*Document text*
—————

How to become a consultant blog

The Laziest Complaint Ever?


It never ceases to amaze me how small minded some people are.

They spend their lives trying to find the negative in every situation instead of looking for the positive and appreciating it.

Are you the kind of person that always looks for ‘what’s wrong’ and the negative in every situation? Or are you always looking for the positive?

The other day I published an article sharing with you how to increase your consulting fees.

One lady writes me and says “Please remove…if you can’t spell this is not worth my time!”

By the way, she has the acronym “MCC” after her name. Does that stand for Master Chief Complainer?

Not only does she want to complain that I made a spelling or grammatical mistake somewhere in my article, she emails me to ‘remove her’.

Every email comes with an unsubscribe link. You’re free to go any time you want. All she had to do was click one link and “poof” she’d get no more emails from me.

Clearly she needs to be in control and wants to make sure that I know ‘I made a mistake’.

And I guess her time is so valuable that she decided to use it to tell me that.

—————

*Supplied material*
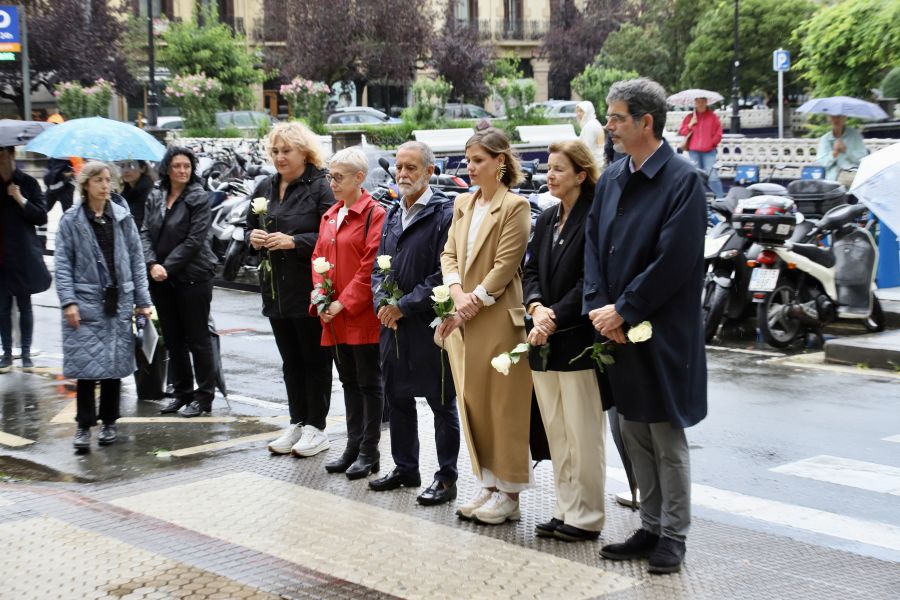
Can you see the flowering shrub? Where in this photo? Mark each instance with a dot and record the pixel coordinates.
(76, 101)
(197, 96)
(307, 100)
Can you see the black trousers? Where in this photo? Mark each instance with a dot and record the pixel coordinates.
(359, 368)
(183, 310)
(405, 435)
(110, 393)
(307, 369)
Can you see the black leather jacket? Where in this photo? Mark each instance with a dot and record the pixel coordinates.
(306, 199)
(178, 238)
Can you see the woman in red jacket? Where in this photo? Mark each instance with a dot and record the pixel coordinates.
(349, 234)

—————

*Written task 1*
Answer these questions from the blog post, each on its own line:
(a) What was the article the writer published the other day about?
(b) What acronym does the lady have after her name?
(c) What does every email come with?
*Written task 2*
Copy the part of the blog post that begins at the words "They spend their" and stops after "for the positive?".

*Written reply 1*
(a) How to increase your consulting fees.
(b) "MCC."
(c) An unsubscribe link.

*Written reply 2*
They spend their lives trying to find the negative in every situation instead of looking for the positive and appreciating it.

Are you the kind of person that always looks for ‘what’s wrong’ and the negative in every situation? Or are you always looking for the positive?